==== TEXT BLOCK ====

For Europeans and rookie China travelers, it was an adventure to go out into the Chinese countryside in the early 1990s.

“A lot has happened in just thirty years,” says Rolf Kjellström.

Setting up shop

After a few years of intensive travel to meet with customers, Elekta decided in 1994 to start a subsidiary in Asia. Rolf Kjellström drew up plans in consultation with Stig Sundberg, who was CEO of Elekta's Japanese distributor Manssons.

“Stig and I looked at various locations and concluded that Hong Kong was an appropriate place to establish a regional head office. With this, I became Asian manager and from there we covered everything in the Asian region, except Japan.”

At first Elekta only had a representative office and business had to go through the head office in Stockholm.

“We offered service, but could not sell a gamma knife, for example, or accelerators, which came later. This eventually changed when we started with joint ventures and had the opportunity to open a legally functioning entity together with a Chinese partner.”

The first gamma knives

The first gamma knife in Hong Kong was put into operation at Canossa Hospital in February of 1995. The new center for radiosurgery was inaugurated by Sweden's General Consulate Mikael Westerlind. A symposium on brain disorders was announced in connection with the opening.

Hong Kong was then still a British colony – so mainland China's first gamma knife was installed at Huashan Hospital in Shanghai.

“The hospital's director had many western contacts. He travelled to the United States frequently and his daughter is a well-known film actress there. He had presumably visited other hospitals that had the gamma knife and thought that it would be something worth introducing in China,” says Rolf Kjellström.

Even today Huashan holds the record for the number of patients treated with the gamma knife.

“To date, now in 2022, Huashan has treated more than 45,000 patients with the gamma knife, about 3,000 per year. The machines are running around the clock.”

====

EXERCISE TASKS:
• 1. Quote the passage on Elekta in Asia word for word, the stretch from "For Europeans and" through "office in Stockholm.".
• 2. In the passage on Elekta in Asia, which hospital received mainland China's first gamma knife?
• 3. Proceed with the passage on Elekta's early years in Asia, picking up right after its final sentence.
You will not need the records.

==== RECORDS ====

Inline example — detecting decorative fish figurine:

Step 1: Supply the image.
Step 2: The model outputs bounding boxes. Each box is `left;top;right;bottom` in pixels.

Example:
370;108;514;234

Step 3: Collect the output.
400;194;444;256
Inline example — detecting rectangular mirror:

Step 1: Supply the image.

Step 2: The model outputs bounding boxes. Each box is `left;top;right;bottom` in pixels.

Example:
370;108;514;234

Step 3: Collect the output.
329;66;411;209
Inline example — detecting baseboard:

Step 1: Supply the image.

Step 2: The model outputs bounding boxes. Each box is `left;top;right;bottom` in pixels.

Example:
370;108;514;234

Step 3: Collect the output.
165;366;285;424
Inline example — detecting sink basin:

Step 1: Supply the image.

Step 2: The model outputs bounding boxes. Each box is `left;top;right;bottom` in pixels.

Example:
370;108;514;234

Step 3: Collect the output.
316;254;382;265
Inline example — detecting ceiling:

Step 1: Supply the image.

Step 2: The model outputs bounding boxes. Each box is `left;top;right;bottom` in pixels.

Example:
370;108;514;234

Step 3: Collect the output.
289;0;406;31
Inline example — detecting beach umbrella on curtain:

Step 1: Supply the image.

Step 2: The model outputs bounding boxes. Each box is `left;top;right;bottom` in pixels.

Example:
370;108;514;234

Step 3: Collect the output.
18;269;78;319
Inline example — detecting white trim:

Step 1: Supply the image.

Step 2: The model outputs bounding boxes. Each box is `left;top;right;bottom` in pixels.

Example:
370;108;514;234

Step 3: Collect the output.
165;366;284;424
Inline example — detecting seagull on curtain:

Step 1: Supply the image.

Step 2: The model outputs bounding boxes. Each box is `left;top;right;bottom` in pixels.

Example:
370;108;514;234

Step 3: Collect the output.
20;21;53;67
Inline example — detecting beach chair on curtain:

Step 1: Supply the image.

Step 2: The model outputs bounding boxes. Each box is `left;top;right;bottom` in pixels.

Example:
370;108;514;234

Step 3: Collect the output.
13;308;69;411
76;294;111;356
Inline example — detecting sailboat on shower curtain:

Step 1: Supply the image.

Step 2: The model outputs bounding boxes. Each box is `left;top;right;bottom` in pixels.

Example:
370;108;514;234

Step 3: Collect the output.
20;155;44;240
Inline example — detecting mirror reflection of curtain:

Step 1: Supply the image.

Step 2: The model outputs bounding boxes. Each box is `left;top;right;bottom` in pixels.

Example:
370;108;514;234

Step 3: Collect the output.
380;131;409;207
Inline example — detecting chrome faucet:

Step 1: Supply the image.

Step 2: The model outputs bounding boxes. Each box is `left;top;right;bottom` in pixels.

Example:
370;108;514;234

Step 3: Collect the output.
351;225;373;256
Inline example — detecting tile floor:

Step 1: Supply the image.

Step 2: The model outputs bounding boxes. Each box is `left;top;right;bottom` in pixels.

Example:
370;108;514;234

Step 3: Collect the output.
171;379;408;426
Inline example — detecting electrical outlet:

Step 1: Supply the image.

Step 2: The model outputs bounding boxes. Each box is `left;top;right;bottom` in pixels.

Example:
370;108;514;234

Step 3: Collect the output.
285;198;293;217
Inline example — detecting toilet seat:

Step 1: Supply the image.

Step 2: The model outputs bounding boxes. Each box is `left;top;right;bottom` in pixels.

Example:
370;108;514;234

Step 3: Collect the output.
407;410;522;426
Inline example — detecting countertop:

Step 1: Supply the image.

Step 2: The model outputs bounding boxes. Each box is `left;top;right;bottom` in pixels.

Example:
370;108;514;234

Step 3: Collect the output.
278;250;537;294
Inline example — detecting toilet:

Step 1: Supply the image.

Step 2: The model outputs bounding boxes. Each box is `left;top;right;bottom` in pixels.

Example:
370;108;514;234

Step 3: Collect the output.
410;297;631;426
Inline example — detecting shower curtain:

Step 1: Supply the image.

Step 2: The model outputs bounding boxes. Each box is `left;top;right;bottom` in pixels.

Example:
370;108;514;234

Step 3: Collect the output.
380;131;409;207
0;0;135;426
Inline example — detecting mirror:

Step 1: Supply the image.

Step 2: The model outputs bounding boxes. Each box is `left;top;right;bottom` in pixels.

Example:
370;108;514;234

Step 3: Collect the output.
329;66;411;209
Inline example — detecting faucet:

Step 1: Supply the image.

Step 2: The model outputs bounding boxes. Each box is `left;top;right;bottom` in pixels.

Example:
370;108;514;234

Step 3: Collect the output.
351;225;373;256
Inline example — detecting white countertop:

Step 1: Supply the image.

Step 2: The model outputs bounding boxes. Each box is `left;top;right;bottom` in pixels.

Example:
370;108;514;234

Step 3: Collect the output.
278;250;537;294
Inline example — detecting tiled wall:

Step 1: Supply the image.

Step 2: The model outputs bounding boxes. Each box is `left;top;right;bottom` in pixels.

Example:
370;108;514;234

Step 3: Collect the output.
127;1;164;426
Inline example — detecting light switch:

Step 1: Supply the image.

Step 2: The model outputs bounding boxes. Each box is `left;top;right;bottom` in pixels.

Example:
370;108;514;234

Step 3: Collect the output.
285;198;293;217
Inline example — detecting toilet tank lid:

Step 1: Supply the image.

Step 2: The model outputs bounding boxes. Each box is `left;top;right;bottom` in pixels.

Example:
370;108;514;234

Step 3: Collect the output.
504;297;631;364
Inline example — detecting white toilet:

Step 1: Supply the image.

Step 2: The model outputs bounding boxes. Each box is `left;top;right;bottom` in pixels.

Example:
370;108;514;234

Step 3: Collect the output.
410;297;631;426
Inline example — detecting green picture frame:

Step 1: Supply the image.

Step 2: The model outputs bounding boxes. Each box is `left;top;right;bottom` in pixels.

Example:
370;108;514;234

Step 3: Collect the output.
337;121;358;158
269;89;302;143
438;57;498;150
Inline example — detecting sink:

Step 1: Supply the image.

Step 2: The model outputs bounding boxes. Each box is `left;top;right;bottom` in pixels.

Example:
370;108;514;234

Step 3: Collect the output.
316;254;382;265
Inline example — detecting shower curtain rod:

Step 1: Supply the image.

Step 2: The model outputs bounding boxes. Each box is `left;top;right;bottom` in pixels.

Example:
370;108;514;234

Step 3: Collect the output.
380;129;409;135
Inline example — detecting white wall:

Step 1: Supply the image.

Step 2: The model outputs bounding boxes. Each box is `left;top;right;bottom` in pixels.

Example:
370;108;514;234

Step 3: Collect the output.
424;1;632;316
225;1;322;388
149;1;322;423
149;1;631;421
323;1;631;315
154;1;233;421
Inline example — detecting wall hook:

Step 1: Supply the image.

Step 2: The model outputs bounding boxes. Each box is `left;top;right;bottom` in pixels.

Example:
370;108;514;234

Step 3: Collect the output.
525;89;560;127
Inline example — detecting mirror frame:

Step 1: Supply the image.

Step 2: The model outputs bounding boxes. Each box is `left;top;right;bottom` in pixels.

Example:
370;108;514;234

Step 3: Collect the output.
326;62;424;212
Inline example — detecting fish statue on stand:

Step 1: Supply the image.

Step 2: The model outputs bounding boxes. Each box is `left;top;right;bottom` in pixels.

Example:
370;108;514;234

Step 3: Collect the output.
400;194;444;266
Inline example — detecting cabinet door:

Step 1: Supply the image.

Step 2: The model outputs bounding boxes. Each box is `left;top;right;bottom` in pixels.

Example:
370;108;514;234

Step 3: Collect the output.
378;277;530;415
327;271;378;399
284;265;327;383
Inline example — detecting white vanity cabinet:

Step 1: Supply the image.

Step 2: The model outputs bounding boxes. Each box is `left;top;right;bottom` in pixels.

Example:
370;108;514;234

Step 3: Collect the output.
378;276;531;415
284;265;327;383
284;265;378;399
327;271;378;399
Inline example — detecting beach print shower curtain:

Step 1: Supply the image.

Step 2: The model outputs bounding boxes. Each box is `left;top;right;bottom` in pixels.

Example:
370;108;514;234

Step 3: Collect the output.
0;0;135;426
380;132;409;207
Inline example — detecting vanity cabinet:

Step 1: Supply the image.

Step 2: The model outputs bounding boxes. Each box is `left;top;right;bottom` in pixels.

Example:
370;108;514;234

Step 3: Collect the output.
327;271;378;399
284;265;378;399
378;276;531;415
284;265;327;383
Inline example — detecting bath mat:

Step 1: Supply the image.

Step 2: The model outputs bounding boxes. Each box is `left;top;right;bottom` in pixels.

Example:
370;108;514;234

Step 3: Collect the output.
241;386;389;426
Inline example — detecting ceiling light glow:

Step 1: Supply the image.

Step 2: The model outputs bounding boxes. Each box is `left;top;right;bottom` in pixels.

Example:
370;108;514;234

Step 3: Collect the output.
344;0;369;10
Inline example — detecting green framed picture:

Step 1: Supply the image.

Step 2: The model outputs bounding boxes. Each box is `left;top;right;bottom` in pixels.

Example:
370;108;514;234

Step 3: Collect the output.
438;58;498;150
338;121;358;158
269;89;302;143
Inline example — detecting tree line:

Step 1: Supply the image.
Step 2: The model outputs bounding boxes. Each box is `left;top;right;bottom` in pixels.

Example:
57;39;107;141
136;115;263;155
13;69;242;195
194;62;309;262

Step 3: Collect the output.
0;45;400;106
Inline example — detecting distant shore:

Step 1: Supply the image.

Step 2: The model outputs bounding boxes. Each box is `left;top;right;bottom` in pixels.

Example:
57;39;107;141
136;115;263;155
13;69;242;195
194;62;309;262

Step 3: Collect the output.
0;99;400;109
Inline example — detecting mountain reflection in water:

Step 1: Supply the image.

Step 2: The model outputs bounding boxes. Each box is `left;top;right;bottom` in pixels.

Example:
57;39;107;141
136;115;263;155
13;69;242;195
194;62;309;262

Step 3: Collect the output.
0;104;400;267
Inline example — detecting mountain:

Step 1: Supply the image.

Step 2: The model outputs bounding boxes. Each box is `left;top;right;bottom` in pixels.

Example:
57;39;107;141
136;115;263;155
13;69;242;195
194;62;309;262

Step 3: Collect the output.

====

ANSWERS TO THIS EXERCISE:
• 1.
For Europeans and rookie China travelers, it was an adventure to go out into the Chinese countryside in the early 1990s.

“A lot has happened in just thirty years,” says Rolf Kjellström.

Setting up shop

After a few years of intensive travel to meet with customers, Elekta decided in 1994 to start a subsidiary in Asia. Rolf Kjellström drew up plans in consultation with Stig Sundberg, who was CEO of Elekta's Japanese distributor Manssons.

“Stig and I looked at various locations and concluded that Hong Kong was an appropriate place to establish a regional head office. With this, I became Asian manager and from there we covered everything in the Asian region, except Japan.”

At first Elekta only had a representative office and business had to go through the head office in Stockholm.

• 2. Huashan Hospital in Shanghai.

• 3.
Within a few years, several of the leading hospitals in China acquired their own gamma knives, including in Beijing and Guangzhou. As soon as the method was established, word spread and more hospitals became interested.

“By the end of the 1990s, when I stopped travelling to China, there were 13 gamma knives in the country and China had developed into our third-largest market,” says Rolf Kjellström.

Expansion outside China

Elekta also continued to expand outside China. An office was soon opened in Singapore and in the mid-1990s, an office was also established in Delhi, India. The head of business in India became Percy Schroff, who had a background at the trading company Manssons in Japan, but who was himself of Indian origin.

“We frequently travelled in India in the mid-1990s, and it was rather exciting. It was similar to China, although China was developing even faster,” says Rolf Kjellström.

One of the first deals was made with the privately owned Hinduja Hospital in Mumbai. Another early customer was the public hospital All Indian Institute of Medical Sciences, AIIMS, in Delhi.

“This is the most highly respected hospital in India and has a constant flow of patients. They wanted a gamma knife as a way to help manage the most difficult cases. This generated a chain reaction because other hospitals said: ‘We cannot be worse than they are in Delhi, so we also need to have one.’”

The strategy was based on building relationships with the leading research environments and hospitals.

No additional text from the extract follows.